═════ RECORDS FOR THE EXERCISE ═════
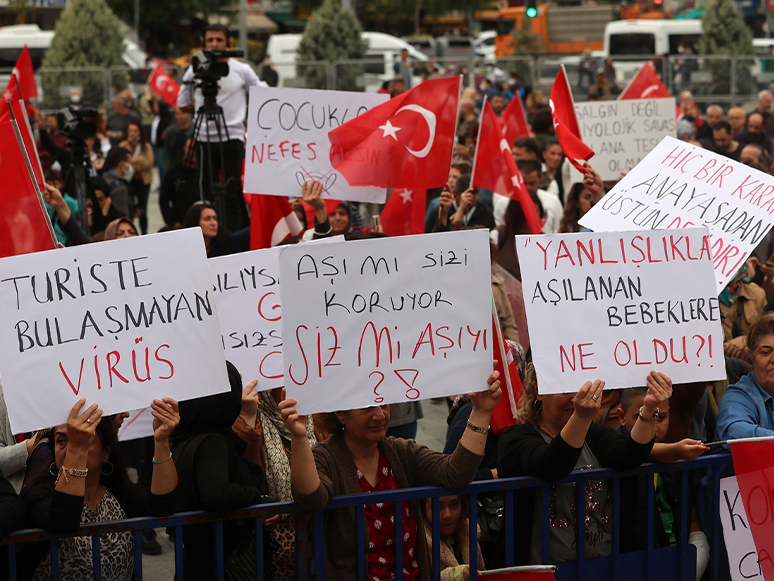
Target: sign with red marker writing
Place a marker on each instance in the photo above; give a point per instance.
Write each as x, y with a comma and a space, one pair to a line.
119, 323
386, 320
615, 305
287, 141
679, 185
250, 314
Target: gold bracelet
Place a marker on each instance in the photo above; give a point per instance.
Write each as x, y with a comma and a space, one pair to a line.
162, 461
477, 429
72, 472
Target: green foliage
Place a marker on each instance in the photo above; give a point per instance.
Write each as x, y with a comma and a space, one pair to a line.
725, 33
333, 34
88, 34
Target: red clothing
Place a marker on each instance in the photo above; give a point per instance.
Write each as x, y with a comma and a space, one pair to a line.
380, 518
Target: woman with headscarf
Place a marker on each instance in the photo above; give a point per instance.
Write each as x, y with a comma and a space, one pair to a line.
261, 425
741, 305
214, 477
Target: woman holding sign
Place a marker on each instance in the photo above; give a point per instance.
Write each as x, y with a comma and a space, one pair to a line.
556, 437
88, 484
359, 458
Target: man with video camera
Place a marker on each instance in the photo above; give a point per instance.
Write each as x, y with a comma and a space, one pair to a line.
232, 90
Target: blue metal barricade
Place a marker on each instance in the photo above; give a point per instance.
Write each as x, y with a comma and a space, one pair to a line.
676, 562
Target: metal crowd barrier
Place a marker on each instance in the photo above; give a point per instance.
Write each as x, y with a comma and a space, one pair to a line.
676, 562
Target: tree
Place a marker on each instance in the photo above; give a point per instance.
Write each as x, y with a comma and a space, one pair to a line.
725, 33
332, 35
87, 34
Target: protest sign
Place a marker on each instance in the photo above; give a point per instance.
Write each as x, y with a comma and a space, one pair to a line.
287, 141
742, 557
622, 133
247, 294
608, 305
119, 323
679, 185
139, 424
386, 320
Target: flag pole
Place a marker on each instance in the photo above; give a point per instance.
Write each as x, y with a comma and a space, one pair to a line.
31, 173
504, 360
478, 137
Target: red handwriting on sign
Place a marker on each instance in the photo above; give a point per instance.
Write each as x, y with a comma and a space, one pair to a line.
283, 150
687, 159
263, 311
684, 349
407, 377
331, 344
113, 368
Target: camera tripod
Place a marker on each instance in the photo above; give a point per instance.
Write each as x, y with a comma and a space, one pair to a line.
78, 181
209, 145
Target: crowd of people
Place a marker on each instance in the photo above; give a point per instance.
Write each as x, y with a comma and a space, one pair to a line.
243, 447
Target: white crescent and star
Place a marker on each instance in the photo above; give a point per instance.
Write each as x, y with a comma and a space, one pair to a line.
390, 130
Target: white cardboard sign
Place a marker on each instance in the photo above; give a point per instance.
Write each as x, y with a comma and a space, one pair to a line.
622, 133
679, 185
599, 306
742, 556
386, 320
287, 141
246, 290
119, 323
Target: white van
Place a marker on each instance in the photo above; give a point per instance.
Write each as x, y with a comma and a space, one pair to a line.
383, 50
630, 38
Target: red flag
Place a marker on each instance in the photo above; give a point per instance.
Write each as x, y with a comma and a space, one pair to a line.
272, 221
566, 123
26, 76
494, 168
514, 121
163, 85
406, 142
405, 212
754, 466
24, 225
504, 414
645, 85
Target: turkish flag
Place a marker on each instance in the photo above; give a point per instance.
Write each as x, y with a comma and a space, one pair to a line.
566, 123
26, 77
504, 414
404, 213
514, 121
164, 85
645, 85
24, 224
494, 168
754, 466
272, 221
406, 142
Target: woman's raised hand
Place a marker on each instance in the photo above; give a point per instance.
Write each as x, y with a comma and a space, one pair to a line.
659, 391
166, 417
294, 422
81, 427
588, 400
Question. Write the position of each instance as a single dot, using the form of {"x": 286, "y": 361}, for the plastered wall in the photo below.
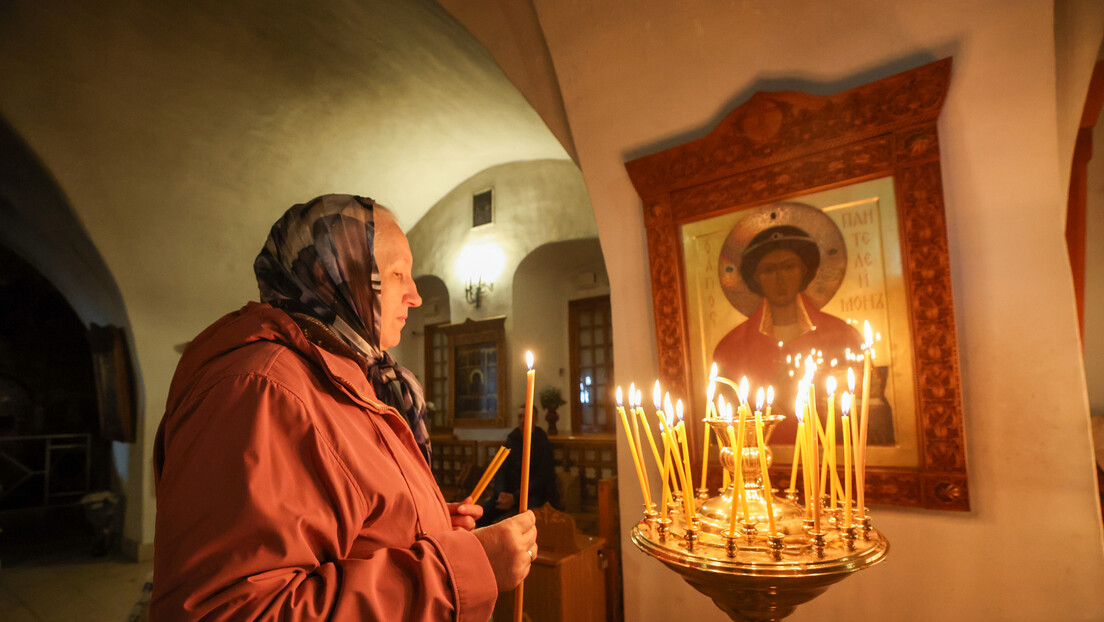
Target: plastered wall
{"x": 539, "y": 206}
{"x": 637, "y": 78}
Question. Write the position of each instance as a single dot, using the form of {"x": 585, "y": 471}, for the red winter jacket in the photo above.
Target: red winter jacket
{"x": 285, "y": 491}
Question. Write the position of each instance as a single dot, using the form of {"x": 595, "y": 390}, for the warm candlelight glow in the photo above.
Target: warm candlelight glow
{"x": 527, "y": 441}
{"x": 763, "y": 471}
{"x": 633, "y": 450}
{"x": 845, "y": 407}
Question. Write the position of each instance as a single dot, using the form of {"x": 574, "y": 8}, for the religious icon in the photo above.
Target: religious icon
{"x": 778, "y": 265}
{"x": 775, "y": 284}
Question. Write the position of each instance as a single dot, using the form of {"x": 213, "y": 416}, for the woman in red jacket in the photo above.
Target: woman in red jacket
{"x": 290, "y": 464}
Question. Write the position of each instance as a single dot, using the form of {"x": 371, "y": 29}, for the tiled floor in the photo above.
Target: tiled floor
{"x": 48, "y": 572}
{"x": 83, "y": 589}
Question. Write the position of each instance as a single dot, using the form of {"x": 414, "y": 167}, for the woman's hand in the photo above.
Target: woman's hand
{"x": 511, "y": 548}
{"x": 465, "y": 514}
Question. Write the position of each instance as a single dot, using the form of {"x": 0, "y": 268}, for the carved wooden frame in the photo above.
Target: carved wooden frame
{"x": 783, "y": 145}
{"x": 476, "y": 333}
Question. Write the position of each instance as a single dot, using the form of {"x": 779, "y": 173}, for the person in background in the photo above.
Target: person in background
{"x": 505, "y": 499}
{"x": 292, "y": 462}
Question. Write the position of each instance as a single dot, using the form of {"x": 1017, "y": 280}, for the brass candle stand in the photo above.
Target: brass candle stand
═════
Write out the listing above again, exactly, but with no pictures in the copy.

* **WRITTEN ANSWER**
Target: sign with red marker writing
Place a marker on each instance in the photo above; give a point per instance.
Write each as x, y with a comma and a space, one pair to a line.
119, 323
386, 320
615, 305
287, 141
679, 185
250, 314
Target: gold bracelet
Place a marker on each instance in the photo above; give a point per instance.
Write each as x, y with a comma and a space, one pair to a line.
162, 461
477, 429
72, 472
Target: green foliage
Place a marker on each instance in the photo above; give a point per instance.
Write each as x, y with a comma and a space, one pair to a line.
725, 33
333, 34
88, 34
Target: red clothing
Place a marker on each instance in the photo above; give a point per instance.
Write each as x, y with a comma and a space, one pair to a line.
380, 518
Target: woman with headscarf
Place a marker on each instance in the photo above; give a point per instance.
Write each as x, y with a comma and a space, one pair to a line.
261, 425
741, 305
214, 477
Target: woman holding sign
Place a marker on each instance in the photo above; give a point per instance.
Write each as x, y with a comma and a space, one pair to a line.
556, 437
88, 484
359, 458
Target: man with video camera
Place a marker on each instance in the photo above; give a point per instance.
Write each as x, y with a comma and a space, one pair to a line.
232, 90
Target: blue metal barricade
Place a marker on each instance in the photo above; give a point per instance.
Write each as x, y with a comma and a space, one pair to a line.
676, 562
Target: metal crowd barrier
Place a marker on each instance in the photo above; give a point per instance.
Write each as x, y with a comma and a space, one pair to a line.
676, 562
Target: tree
Place a marker on each instance in the photo above; give a point per instance.
Write each as x, y with a comma and a space, one pair to a line.
725, 33
332, 35
87, 34
Target: protest sign
Place a marker on each instance in the photo above; give a point per instance.
Write each as x, y with a comma and a space, one pair to a line.
287, 141
742, 557
622, 133
247, 294
608, 305
119, 323
679, 185
139, 424
386, 320
Target: flag pole
Place a marker on each instance in the photo above; give a point per instance.
Write each as x, y with a comma and a space, one pair to a line.
31, 173
504, 360
478, 137
Target: red handwriting on sign
Place a marker on each instance in the photo above; give a point per instance.
Write each as x, y with a comma and a space, one pair to a line.
283, 150
687, 159
263, 311
684, 349
407, 377
331, 344
113, 368
Target: camera tripod
Place a marker on each instance in the photo above; give a point per instance.
Write each as x, y with a comma and a space, one pair to a line.
78, 181
209, 145
Target: crowd of people
Place a marker on each instance in the photo above; give a point per instance.
Write each as x, y with a comma and a space, one pair to a line.
243, 447
Target: white crescent and star
Place a marker on each instance in the photo above; give a point per instance.
Write each as x, y with a comma and a space, one pair to a line.
390, 130
Target: white cardboard sign
Place a marker on each instance in the photo above; give a point per instance.
Write each as x, y with a comma and a space, one pair to a line.
622, 133
679, 185
599, 306
742, 556
386, 320
287, 141
246, 290
119, 323
Target: white van
Place a marker on each instance in the photo above; give a point per instance.
Write each as x, y with a comma and a space, one pair to a line.
383, 50
630, 38
Target: red flag
Place a marker on each instance in the photo above; give a point per instance.
Write each as x, y with a comma and a space, one pair to a line.
272, 221
566, 123
26, 76
494, 168
514, 121
163, 85
406, 142
405, 212
754, 466
24, 225
504, 414
645, 85
Target: turkish flag
Place a marker on each instance in the photo above; give a point per instance.
Write each as x, y with a comma and a space, one pair to a line.
566, 123
26, 77
504, 414
404, 213
514, 121
164, 85
645, 85
24, 224
494, 168
754, 466
272, 221
406, 142
Target: woman's raised hand
Place a marker on each instance in the photo above; give a point per instance.
Write each as x, y with a comma and a space, one pair to a line.
659, 391
166, 417
294, 422
81, 427
588, 400
Question. Write the position of each instance as a single dot, using the form of {"x": 286, "y": 361}, for the plastered wall in the photo below.
Target: plastered wall
{"x": 539, "y": 206}
{"x": 637, "y": 78}
Question. Write the position of each instance as a single dot, using the form of {"x": 585, "y": 471}, for the red winter jacket in the photo above.
Target: red winter jacket
{"x": 285, "y": 491}
Question. Write the position of each instance as a single dot, using the form of {"x": 595, "y": 390}, for the warm candlelight glow in the photo above.
Target: warm candlelight glow
{"x": 527, "y": 441}
{"x": 763, "y": 471}
{"x": 633, "y": 450}
{"x": 845, "y": 407}
Question. Write the position of each instance as a single dot, using the form of {"x": 574, "y": 8}, for the religious icon in the photo above.
Target: religious icon
{"x": 778, "y": 265}
{"x": 775, "y": 284}
Question. Write the position of each instance as a single dot, using the form of {"x": 213, "y": 416}, for the woman in red jacket in the photo above.
Target: woman in red jacket
{"x": 290, "y": 464}
Question. Write the position of each instance as a single dot, using the form of {"x": 371, "y": 29}, for the tiled floor in the photo above.
Target: tiled floor
{"x": 48, "y": 572}
{"x": 83, "y": 589}
Question. Write the position of each instance as a single dot, using the form of {"x": 414, "y": 167}, for the woman's hand in the photo above.
Target: woman's hand
{"x": 511, "y": 548}
{"x": 465, "y": 514}
Question. Write the position of each instance as a single dot, using the form of {"x": 0, "y": 268}, for the carved wooden frame in the photo above.
Target: carved wooden frame
{"x": 783, "y": 145}
{"x": 476, "y": 333}
Question. Write the position of each instance as a single dot, using the form of {"x": 779, "y": 173}, for the person in background in the photo above.
Target: person in background
{"x": 505, "y": 499}
{"x": 292, "y": 462}
Question. Write the position of each instance as a single dot, using the form of {"x": 1017, "y": 280}, for the brass candle stand in the photo above.
Target: brass candle stand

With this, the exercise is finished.